----- Material shown

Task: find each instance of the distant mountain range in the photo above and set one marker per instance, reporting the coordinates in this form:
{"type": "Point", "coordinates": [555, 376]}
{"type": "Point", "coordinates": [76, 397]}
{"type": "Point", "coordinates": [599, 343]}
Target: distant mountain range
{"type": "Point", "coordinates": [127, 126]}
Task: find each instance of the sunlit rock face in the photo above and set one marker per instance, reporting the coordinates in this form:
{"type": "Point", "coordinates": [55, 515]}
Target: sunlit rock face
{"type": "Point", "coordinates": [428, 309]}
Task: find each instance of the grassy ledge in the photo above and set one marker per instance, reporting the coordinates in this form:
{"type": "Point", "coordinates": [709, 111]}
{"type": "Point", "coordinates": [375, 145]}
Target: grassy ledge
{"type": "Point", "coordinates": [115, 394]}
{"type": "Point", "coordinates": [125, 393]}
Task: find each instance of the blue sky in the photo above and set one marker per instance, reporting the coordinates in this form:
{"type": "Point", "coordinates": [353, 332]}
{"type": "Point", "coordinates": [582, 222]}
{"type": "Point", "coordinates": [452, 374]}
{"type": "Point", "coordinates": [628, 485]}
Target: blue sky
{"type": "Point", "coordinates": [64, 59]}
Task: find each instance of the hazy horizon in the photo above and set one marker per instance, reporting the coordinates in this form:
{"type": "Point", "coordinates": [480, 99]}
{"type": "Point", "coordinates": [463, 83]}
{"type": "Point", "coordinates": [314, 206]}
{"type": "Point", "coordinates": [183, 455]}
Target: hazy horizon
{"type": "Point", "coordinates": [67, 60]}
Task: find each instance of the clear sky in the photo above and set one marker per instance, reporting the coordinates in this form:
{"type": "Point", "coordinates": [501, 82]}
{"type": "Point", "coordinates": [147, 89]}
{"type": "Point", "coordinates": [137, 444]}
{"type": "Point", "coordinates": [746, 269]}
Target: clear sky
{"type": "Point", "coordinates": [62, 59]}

----------
----- Material shown

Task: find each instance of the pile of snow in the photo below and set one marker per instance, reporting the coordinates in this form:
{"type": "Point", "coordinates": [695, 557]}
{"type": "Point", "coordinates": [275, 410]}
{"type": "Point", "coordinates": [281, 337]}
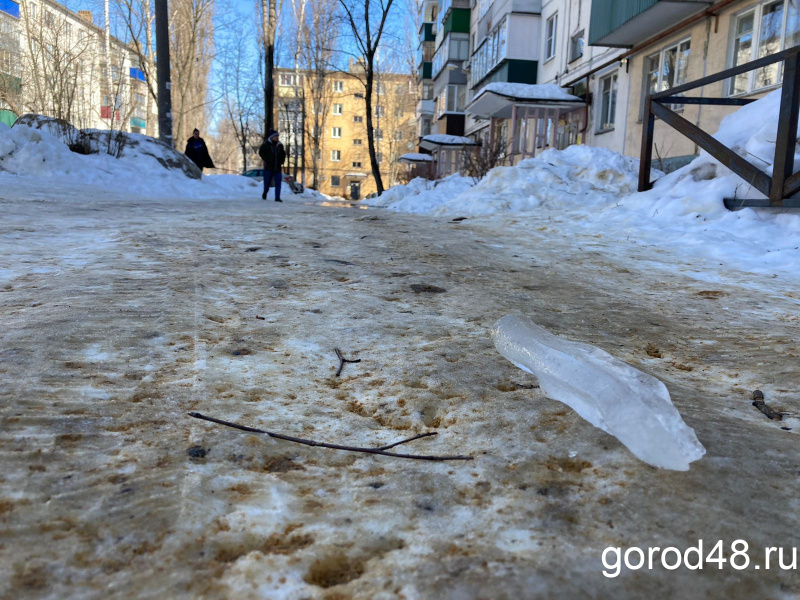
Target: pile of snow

----------

### Your task
List each line in the items above that contains the word "snow".

### Complete output
Task: find each instance of the pile of snow in the photo below and set one marker per instance, reporting the coordinates in this form:
Target: pile of snow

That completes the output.